# [Goal]
Extract each line of the listing below that contains the word "post".

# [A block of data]
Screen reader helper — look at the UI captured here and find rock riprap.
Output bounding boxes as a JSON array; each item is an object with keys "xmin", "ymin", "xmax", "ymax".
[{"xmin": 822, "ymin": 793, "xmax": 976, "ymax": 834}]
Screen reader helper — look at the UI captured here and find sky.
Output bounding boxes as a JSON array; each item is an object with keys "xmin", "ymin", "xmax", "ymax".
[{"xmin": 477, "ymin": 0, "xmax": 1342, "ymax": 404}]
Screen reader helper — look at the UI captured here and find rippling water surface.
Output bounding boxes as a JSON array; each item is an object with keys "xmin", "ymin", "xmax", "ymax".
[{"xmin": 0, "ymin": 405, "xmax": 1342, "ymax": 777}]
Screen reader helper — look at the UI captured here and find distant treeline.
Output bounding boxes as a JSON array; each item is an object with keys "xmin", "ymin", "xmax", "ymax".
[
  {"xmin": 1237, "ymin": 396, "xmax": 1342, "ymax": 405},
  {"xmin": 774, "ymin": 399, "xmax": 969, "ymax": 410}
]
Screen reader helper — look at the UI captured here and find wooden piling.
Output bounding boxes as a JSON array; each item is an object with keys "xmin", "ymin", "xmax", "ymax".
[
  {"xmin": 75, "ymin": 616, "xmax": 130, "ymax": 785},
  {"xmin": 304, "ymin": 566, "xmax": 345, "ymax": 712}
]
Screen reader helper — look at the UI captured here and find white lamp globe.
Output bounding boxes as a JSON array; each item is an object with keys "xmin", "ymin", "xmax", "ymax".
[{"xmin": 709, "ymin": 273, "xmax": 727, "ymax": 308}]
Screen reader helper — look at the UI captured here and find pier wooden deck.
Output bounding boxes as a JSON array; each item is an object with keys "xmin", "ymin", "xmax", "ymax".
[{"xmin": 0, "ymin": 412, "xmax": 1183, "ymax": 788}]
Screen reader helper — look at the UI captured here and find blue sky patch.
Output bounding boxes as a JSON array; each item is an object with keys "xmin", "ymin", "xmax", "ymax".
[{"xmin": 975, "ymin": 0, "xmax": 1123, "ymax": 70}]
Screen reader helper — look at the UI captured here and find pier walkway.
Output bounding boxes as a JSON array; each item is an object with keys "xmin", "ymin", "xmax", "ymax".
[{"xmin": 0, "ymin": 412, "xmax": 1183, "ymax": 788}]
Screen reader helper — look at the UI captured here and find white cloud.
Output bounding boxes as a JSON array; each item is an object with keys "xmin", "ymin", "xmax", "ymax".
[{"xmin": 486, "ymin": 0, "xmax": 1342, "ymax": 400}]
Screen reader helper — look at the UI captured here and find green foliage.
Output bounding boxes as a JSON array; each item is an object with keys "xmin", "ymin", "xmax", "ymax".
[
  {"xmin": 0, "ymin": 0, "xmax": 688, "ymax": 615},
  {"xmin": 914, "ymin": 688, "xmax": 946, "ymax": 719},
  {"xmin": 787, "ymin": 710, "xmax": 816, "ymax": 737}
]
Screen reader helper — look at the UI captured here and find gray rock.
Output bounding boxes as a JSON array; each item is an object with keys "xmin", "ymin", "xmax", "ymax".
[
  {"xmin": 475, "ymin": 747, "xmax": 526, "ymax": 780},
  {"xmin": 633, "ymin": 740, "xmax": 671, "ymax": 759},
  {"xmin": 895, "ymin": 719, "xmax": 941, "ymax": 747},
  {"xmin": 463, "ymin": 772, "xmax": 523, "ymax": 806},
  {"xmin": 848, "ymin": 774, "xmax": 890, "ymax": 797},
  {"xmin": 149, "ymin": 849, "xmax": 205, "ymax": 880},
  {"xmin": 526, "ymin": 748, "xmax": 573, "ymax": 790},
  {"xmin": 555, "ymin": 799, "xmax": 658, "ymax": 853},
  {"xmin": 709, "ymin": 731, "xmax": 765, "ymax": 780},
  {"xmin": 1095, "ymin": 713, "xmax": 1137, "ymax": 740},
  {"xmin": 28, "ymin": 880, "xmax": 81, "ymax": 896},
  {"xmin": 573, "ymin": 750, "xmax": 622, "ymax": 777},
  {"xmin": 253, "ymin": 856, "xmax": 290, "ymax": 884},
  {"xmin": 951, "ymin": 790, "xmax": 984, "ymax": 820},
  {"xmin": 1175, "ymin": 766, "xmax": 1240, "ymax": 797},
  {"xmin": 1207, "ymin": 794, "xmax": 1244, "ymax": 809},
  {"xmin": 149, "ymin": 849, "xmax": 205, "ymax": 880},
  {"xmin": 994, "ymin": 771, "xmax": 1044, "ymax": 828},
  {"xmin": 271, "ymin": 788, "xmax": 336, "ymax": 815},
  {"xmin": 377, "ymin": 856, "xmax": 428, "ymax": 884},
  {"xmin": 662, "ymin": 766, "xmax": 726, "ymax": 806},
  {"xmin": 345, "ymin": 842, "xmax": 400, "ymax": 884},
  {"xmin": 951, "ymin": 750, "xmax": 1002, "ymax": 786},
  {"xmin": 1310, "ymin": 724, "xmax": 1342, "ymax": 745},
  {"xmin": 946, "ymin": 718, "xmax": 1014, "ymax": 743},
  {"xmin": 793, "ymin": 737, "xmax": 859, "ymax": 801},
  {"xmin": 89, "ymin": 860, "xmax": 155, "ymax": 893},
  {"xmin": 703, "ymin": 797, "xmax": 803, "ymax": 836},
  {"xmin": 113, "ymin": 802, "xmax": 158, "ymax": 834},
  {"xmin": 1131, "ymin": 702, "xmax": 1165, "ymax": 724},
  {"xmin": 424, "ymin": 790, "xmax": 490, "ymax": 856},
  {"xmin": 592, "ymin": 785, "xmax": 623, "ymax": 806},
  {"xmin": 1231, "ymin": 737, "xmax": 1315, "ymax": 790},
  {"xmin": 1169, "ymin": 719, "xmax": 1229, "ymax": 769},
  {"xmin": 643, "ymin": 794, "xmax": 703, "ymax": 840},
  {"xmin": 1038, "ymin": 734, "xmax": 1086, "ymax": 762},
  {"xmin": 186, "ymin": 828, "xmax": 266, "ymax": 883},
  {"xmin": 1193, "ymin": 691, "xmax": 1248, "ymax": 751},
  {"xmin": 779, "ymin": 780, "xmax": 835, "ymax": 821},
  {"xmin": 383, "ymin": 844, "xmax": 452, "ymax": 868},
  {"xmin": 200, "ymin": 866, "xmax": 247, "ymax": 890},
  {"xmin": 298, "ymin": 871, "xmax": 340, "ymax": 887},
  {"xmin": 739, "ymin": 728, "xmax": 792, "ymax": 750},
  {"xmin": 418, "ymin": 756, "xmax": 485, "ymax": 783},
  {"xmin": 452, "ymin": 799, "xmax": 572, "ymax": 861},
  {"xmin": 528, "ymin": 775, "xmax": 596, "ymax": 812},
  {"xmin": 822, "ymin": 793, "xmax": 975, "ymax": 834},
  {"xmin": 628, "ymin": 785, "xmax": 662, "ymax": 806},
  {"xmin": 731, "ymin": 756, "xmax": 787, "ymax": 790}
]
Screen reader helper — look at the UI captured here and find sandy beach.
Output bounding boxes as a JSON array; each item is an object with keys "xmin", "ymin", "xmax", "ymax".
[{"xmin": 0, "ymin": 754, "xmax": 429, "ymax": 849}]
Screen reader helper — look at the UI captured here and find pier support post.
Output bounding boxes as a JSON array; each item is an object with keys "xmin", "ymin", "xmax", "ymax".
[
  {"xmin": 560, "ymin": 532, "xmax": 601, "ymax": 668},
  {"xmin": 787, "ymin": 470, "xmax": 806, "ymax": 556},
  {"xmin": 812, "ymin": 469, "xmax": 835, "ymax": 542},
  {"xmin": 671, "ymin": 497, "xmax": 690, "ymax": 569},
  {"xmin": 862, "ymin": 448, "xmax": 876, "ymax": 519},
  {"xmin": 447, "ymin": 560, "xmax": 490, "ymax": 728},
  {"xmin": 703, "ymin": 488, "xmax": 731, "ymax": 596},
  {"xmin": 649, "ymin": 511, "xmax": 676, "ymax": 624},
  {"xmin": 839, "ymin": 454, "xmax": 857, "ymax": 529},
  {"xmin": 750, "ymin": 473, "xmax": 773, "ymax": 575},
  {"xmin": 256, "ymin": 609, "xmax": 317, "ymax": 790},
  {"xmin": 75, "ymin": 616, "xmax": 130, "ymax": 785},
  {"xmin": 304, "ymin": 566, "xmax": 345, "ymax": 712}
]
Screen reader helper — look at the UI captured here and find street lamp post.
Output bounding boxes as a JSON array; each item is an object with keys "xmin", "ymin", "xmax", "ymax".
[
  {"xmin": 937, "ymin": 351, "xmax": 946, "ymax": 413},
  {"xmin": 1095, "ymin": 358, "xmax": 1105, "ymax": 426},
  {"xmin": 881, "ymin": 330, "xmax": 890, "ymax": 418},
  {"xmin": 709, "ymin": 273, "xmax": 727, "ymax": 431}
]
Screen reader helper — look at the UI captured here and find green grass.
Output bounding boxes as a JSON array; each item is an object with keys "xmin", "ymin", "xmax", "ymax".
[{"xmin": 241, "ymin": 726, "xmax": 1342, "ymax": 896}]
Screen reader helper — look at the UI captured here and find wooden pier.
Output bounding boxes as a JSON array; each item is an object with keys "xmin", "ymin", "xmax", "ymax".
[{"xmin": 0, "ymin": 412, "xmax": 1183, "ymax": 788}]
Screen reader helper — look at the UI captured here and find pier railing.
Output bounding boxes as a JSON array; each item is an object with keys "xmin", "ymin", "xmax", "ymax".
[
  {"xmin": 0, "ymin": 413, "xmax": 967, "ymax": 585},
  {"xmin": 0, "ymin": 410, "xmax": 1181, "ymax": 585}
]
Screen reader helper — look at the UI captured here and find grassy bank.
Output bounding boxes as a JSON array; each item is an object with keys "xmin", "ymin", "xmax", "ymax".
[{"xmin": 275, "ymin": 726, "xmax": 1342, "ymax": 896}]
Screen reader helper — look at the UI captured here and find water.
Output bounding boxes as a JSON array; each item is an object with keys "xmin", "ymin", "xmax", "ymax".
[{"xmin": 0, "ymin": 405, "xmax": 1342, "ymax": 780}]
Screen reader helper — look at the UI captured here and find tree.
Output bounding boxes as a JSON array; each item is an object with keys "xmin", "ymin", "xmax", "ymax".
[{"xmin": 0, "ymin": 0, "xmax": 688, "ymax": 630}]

# [Result below]
Screen reader helper — look at the UI captured here and find pier support post.
Screen reader helper — look at the UI captured here and find street lamp post.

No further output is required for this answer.